Directions –
Look for "Question. Identify every instance of the mottled" in the records below, then copy that line and every line after it, exactly and with nothing added.

Object location annotation data
▽

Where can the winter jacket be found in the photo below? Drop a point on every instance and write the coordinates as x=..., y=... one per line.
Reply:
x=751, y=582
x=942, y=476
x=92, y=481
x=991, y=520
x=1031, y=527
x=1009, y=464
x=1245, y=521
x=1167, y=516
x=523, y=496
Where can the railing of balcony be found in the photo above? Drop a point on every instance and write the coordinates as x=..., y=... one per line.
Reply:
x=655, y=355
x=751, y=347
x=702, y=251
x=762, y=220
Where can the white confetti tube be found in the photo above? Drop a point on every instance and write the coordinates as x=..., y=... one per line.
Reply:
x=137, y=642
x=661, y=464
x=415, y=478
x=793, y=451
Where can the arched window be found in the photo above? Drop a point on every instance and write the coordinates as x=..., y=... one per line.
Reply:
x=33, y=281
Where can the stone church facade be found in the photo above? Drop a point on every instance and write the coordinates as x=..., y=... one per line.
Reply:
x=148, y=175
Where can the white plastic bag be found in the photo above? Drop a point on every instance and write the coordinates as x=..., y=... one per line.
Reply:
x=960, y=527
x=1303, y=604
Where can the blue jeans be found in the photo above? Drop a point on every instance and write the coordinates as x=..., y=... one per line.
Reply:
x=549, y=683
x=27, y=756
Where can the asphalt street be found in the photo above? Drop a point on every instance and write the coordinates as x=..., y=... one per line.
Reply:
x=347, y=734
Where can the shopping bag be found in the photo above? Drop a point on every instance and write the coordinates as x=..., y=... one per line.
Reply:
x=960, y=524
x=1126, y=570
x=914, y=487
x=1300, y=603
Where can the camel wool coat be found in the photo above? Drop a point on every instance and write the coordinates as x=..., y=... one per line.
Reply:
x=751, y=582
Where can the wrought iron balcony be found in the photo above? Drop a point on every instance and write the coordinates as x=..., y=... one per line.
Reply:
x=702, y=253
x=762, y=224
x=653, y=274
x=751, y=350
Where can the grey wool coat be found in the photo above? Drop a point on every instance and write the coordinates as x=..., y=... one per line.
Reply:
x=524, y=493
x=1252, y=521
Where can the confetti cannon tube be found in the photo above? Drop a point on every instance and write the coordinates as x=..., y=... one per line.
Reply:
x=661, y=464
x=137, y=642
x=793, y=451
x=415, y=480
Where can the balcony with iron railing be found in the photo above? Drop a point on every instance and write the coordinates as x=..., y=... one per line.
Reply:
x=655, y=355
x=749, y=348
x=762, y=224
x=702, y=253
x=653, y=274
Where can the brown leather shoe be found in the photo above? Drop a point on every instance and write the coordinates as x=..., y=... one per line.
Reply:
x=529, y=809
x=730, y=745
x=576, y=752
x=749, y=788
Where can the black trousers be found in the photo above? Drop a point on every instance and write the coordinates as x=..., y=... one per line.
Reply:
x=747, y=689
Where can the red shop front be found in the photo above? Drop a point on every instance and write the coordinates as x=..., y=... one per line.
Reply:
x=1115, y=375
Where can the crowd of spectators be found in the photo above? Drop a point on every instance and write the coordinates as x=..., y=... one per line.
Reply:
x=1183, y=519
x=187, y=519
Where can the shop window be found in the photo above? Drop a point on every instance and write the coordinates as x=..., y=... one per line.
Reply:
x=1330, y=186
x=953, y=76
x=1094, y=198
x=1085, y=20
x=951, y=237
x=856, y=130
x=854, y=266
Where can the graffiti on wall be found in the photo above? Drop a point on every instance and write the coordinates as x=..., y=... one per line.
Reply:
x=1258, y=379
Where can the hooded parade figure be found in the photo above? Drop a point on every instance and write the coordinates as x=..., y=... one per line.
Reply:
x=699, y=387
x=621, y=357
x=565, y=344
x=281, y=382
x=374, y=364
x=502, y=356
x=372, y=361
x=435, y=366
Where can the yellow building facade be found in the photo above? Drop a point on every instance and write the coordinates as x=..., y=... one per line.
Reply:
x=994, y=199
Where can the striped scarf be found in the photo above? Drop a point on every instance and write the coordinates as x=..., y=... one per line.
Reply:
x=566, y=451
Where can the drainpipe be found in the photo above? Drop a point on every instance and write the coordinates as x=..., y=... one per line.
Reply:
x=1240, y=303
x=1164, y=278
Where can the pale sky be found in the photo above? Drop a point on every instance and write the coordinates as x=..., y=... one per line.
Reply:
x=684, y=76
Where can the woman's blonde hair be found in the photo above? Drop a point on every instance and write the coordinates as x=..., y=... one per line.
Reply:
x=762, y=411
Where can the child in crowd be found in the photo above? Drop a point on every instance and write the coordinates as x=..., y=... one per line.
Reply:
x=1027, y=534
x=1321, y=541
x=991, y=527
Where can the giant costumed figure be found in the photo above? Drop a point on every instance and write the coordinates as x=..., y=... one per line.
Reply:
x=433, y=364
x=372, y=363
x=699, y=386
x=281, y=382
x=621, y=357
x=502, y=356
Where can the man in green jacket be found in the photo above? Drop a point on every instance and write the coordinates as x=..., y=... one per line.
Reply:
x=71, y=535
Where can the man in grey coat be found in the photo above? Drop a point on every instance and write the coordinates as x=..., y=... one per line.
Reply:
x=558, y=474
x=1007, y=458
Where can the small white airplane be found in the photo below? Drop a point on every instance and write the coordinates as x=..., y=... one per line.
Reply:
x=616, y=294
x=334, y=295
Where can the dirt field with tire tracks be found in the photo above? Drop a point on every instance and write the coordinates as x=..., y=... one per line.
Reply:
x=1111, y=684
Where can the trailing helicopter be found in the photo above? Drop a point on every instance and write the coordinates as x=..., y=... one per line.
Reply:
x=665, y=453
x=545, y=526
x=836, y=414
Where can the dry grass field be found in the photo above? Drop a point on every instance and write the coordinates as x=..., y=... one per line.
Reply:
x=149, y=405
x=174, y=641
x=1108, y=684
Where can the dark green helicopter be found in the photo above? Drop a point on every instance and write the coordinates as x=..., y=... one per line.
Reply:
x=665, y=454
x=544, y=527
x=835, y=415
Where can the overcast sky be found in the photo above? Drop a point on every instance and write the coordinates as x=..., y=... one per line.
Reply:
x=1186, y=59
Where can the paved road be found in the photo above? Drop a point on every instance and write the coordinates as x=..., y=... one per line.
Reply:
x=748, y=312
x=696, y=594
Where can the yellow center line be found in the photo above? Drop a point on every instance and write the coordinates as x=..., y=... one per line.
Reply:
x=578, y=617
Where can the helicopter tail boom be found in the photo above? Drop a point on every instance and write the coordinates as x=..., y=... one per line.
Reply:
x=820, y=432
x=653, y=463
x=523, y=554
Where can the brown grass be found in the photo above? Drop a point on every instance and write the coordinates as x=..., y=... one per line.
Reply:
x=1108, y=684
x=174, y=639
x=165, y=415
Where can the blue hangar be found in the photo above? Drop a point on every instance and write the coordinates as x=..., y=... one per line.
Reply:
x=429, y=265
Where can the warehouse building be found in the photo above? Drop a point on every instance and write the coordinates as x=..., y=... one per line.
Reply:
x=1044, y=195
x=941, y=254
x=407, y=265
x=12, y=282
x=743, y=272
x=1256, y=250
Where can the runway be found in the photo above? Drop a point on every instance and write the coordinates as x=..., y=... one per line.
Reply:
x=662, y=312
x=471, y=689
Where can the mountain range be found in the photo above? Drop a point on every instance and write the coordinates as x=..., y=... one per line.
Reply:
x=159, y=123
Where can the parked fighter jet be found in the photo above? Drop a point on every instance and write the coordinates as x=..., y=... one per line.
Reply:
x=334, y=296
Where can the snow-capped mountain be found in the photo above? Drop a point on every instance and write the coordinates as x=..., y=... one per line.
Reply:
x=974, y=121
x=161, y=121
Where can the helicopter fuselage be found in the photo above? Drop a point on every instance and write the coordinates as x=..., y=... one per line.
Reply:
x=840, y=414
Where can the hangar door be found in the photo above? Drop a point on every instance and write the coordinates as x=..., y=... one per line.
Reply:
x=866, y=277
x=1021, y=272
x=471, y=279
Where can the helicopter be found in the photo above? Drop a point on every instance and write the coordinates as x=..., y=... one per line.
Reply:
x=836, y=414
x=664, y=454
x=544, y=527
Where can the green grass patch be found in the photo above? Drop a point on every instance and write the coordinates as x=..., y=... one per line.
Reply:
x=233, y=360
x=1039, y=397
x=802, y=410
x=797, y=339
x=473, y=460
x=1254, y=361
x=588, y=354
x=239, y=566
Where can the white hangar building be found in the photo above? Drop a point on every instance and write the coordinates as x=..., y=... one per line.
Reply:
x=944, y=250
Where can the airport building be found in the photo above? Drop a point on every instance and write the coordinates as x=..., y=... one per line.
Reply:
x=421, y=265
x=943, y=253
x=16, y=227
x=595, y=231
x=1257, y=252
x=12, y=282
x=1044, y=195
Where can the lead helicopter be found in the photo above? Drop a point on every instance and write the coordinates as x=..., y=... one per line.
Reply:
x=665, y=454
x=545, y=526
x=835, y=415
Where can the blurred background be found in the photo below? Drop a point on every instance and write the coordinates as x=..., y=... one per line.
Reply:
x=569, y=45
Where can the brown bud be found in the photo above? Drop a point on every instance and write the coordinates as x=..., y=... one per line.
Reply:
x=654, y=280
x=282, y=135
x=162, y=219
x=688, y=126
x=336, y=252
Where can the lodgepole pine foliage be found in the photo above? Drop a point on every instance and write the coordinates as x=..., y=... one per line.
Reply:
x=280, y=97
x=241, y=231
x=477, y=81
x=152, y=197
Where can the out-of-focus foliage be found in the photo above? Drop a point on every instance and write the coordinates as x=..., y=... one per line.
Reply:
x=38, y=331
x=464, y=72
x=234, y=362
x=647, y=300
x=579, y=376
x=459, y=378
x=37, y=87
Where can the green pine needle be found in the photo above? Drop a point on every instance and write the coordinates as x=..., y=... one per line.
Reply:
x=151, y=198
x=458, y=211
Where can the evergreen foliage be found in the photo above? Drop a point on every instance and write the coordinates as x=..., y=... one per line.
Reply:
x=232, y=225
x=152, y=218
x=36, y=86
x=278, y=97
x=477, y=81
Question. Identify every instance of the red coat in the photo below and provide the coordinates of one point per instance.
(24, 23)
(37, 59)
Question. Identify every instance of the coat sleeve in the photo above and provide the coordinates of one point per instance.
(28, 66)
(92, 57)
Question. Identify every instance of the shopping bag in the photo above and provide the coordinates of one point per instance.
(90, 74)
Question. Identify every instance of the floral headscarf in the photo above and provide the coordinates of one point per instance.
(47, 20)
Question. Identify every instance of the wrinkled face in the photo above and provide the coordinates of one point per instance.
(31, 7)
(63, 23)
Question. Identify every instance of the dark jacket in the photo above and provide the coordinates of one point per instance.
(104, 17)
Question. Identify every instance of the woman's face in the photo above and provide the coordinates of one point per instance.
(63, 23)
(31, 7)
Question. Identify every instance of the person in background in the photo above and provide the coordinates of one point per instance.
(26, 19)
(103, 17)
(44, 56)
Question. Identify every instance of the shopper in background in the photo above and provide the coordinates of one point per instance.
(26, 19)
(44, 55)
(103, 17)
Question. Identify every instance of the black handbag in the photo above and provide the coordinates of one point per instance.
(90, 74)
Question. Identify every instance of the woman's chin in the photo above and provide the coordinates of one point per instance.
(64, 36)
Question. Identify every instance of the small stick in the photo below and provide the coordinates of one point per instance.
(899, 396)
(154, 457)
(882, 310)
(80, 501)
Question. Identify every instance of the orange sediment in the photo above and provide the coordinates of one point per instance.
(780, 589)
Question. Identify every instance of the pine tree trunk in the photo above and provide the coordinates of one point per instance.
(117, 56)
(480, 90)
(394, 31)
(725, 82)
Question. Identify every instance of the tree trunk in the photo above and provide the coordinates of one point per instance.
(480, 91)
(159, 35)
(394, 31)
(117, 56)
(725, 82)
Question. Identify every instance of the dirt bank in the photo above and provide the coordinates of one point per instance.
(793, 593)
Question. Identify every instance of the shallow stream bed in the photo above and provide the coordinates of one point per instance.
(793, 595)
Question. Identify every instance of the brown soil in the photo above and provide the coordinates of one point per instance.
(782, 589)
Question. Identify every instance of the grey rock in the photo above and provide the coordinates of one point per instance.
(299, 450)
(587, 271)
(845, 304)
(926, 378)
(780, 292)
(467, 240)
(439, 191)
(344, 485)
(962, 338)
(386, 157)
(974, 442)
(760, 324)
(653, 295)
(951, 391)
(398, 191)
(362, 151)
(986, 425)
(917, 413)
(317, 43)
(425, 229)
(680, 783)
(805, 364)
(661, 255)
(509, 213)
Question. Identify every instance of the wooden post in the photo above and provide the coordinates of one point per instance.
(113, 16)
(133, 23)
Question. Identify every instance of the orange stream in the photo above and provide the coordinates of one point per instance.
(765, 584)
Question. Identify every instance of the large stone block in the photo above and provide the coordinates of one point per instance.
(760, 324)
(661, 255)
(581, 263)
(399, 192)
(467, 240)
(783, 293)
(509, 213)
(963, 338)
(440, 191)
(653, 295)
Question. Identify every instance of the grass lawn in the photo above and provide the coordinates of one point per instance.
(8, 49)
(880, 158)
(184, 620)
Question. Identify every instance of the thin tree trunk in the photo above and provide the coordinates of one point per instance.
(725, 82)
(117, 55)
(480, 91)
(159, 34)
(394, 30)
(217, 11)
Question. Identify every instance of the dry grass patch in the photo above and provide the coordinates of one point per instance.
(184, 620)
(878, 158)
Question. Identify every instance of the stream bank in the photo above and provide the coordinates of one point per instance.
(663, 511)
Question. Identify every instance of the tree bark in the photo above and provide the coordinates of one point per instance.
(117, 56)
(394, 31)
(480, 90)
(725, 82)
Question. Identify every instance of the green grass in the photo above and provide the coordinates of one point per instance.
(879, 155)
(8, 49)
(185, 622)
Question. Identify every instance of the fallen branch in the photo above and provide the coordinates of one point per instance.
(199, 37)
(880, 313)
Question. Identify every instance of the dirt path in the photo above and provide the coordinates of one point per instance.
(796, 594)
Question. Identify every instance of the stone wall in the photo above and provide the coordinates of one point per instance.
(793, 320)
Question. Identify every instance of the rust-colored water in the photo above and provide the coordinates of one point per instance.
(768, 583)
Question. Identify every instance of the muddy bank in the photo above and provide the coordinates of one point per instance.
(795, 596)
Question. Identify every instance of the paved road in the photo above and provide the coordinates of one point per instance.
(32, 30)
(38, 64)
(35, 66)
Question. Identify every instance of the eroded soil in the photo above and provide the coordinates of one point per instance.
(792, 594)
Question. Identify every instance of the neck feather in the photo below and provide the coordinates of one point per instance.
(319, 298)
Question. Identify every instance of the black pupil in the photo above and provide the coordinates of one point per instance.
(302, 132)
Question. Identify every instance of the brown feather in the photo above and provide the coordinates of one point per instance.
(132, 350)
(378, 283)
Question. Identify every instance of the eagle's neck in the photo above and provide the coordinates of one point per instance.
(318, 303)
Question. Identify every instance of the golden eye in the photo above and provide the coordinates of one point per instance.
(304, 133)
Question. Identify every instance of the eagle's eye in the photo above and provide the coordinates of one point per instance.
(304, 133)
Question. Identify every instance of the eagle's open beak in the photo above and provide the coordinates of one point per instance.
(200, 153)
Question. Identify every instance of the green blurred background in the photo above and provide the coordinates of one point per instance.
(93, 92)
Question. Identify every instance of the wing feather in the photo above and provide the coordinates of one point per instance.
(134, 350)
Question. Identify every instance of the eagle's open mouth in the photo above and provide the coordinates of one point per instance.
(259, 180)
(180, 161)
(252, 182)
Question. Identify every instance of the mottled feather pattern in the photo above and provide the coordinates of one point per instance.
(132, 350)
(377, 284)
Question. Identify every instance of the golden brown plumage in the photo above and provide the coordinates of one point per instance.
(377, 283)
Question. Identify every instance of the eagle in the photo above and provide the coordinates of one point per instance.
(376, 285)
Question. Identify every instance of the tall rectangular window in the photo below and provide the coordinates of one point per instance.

△

Solution for this problem –
Question. Identify every instance of the mottled feather pattern in the photo above and provide the coordinates of one point per instance.
(132, 350)
(377, 284)
Question. Identify every instance of the golden brown plumage in the photo above and provide the coordinates of one point per instance.
(377, 283)
Question. Identify every instance of the eagle in the photo above and provide the coordinates of one point per instance.
(376, 285)
Question. Identify every instance of the tall rectangular window in the photo below and provide the coordinates of one point per instance.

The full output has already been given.